# SOURCE EXTRACT

Per-event LoRA adapters for Whisper ASR

Smart glasses hear the world through your ears — conference names, speaker names, product jargon that frontier ASR models have never seen. At Gobi I built a per-event adaptation pipeline: for each conference domain, a lightweight LoRA adapter (r=16, α=32 on q_proj/v_proj) fine-tuned on fully synthetic speech.

The synthetic data pipeline generates entity-rich utterances with Gemini 2.5 and voices them with Cloud TTS Chirp 3 HD — roughly 26,000 utterances (55 hours) across five conference domains, no human recordings required. A failure-mining and contrastive-dataset loop feeds real transcription misses back into training data generation, so each adapter targets the exact entities the base model gets wrong. The adapters fixed 57 entity errors and cut entity-level WER from 9.91% to 8.46% raw (5.58% canonicalized), while the swap-in adapter design keeps base-model performance untouched outside the target domain.

# INFORMATION SUPPLIED
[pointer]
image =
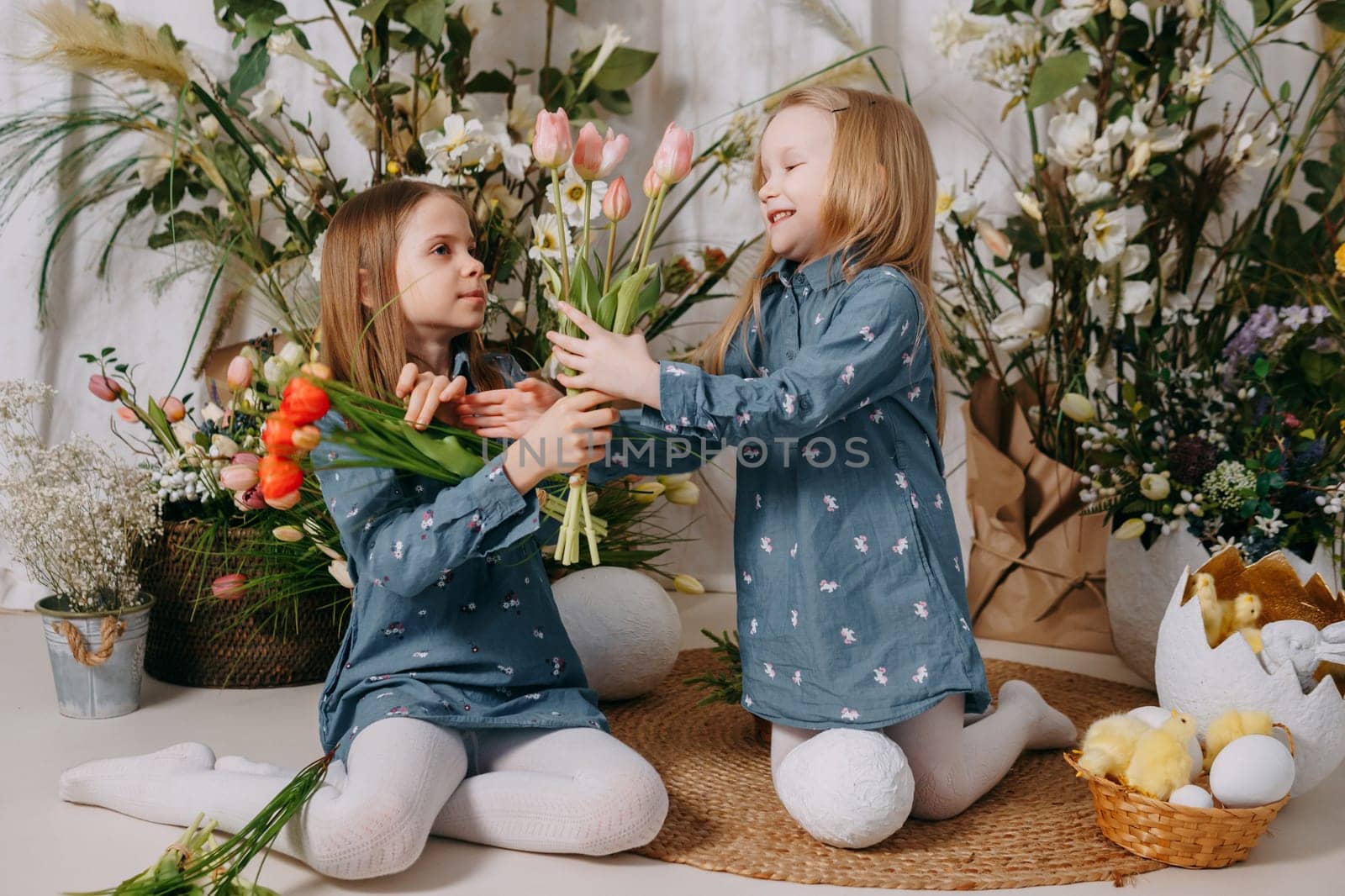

# PROBLEM 1
In the Whisper adapter write-up, reproduce word for word the passage from "Per-event LoRA adapters" up to and including "fully synthetic speech.".
# PROBLEM 2
Recast the paragraph of the Whisper adapter write-up that begins "The synthetic data pipeline generates" as a short bulleted list that keeps its main facts.

# WRITTEN SOLUTION 1
Per-event LoRA adapters for Whisper ASR

Smart glasses hear the world through your ears — conference names, speaker names, product jargon that frontier ASR models have never seen. At Gobi I built a per-event adaptation pipeline: for each conference domain, a lightweight LoRA adapter (r=16, α=32 on q_proj/v_proj) fine-tuned on fully synthetic speech.

# WRITTEN SOLUTION 2
- Data generation: Gemini 2.5 writes entity-rich utterances, and Cloud TTS Chirp 3 HD voices them.
- Scale: about 26,000 utterances (55 hours) across five conference domains, with no human recordings.
- Feedback loop: failure mining and contrastive datasets feed real transcription misses back into data generation, so each adapter targets the entities the base model gets wrong.
- Results: 57 entity errors fixed, and entity-level WER cut from 9.91% to 8.46% raw (5.58% canonicalized).
- Design: swap-in adapters leave base-model performance untouched outside the target domain.